START DATA SUPPLIED
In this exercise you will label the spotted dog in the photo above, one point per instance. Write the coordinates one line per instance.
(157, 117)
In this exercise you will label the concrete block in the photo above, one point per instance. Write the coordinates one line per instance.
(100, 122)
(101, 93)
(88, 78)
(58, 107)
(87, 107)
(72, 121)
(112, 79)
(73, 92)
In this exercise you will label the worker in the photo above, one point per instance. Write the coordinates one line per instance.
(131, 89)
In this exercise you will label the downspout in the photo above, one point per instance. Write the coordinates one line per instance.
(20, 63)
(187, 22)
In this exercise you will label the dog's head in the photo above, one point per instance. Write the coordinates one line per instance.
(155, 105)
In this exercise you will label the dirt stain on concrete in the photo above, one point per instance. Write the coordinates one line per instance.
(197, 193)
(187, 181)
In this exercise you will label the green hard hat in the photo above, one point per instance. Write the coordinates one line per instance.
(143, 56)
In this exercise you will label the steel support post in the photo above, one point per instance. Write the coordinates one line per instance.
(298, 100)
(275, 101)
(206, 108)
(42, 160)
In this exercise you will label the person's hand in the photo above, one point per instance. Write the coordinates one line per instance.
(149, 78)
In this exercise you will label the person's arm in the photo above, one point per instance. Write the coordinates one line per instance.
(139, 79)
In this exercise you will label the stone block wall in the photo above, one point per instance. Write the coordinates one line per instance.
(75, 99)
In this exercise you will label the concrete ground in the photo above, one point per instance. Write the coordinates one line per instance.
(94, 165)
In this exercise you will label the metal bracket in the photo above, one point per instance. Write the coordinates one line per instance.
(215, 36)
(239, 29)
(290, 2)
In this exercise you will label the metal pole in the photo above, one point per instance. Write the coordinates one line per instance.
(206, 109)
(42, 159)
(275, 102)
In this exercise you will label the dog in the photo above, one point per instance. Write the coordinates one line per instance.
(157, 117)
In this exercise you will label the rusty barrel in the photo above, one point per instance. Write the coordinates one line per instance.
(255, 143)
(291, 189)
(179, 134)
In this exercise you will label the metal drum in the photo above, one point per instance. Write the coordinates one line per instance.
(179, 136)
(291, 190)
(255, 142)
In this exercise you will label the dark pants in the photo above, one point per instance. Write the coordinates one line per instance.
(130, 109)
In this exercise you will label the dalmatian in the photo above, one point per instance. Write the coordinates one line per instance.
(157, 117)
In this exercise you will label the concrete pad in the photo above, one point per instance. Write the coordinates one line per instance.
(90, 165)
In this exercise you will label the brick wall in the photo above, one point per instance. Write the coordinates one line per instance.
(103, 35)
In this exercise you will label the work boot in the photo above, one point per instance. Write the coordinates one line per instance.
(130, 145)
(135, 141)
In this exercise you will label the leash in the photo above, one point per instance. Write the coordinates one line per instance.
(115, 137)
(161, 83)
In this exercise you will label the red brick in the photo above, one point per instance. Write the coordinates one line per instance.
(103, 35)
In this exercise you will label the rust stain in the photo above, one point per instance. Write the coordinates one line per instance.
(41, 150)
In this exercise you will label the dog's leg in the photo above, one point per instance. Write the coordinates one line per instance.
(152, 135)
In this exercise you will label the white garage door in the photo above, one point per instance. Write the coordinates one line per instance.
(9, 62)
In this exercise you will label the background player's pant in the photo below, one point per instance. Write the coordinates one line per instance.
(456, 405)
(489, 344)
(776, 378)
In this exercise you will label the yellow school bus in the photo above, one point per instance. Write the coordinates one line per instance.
END DATA SUPPLIED
The records above are to be written out again word for word.

* **WRITTEN RESPONSE**
In this exercise you will label the spotted dog in the photo above, one point per instance. Write the coordinates one line per instance.
(157, 117)
In this exercise you will label the concrete block in the photo above, one point per instance. Write the coordinates one line per instance.
(100, 122)
(101, 93)
(88, 78)
(58, 107)
(87, 107)
(72, 121)
(112, 79)
(73, 92)
In this exercise you will label the worker in the photo above, one point per instance. Write the coordinates one line per instance.
(131, 89)
In this exercise you will label the downspout in the photo above, one point per instance. Write the coordinates one line per instance.
(20, 63)
(187, 22)
In this exercise you will label the dog's head in the photo above, one point per instance. Write the coordinates one line per instance.
(155, 105)
In this exercise you will label the dirt stain on concrete in the photo above, one point per instance. Write the coordinates one line per instance.
(197, 193)
(187, 181)
In this exercise you will label the green hard hat in the photo above, one point per instance. Write the coordinates one line per instance.
(143, 56)
In this exercise you will label the steel support post in the photo above, one point per instance. Write the coordinates one line per instance.
(298, 100)
(275, 101)
(206, 108)
(42, 160)
In this exercise you will label the person's hand in the photo above, one point per instance. Write the coordinates one line per instance.
(149, 78)
In this exercise you will label the person's arm in the photo above, one point per instance. Write the coordinates one line per instance.
(139, 79)
In this exercise you will label the stone block wall in the photo above, one point per instance. Write the coordinates one line per instance.
(75, 99)
In this exercise you will label the concrete ground in the photo above, one point per instance. Write the coordinates one line per instance.
(94, 165)
In this exercise you will label the metal bracket in the photo above, one point per instance. Write the coordinates one line per instance.
(215, 36)
(239, 29)
(290, 2)
In this exercise you will label the metal pole in the photo above, one point per instance. Write the coordinates one line per instance.
(206, 109)
(42, 159)
(275, 102)
In this exercise you will label the dog in the photo above, one point per instance. Write the coordinates one line per instance.
(157, 117)
In this exercise you will label the rusty barrel in the photo above, one point per instance. Write the coordinates one line per instance.
(255, 143)
(291, 189)
(179, 134)
In this exercise you will label the metal drum in the photo above, one point per instance. Write the coordinates one line per instance.
(179, 136)
(291, 190)
(255, 142)
In this exercise you will label the dark pants in the photo above, one point per instance. Write the coordinates one line per instance.
(130, 109)
In this exercise you will label the dalmatian in the photo above, one point per instance. Write the coordinates one line per instance.
(157, 117)
In this exercise you will label the concrete pad in the photo above, one point per instance. Write the coordinates one line per instance.
(90, 165)
In this exercise you will label the brick wall in the photo above, one point per instance. Write the coordinates one line per instance.
(103, 35)
In this exercise you will label the work boot in the photo above, one point per instance. Write the coordinates one line per instance.
(130, 145)
(135, 141)
In this exercise you will label the leash in the photo above, one point per instance. Write the coordinates one line per instance.
(115, 137)
(161, 83)
In this exercise you will label the red brick in the photo above, one point per instance. Write the coordinates one line per instance.
(103, 35)
In this exercise you will label the rust stain in the photo above, one point per instance. Write the coordinates one line per instance.
(41, 150)
In this exercise you will label the dog's leg in the photo above, one point per instance. Write the coordinates one line per instance.
(152, 135)
In this exercise you will label the white garage door in the photo above, one point per instance. Write the coordinates one line per instance.
(9, 62)
In this exercise you will label the background player's pant in the photo below, one point per instance. Write the coordinates one line per instance.
(456, 405)
(489, 344)
(776, 378)
In this exercise you will label the yellow school bus in the photo above, one point per instance. Write the coordinates one line per instance.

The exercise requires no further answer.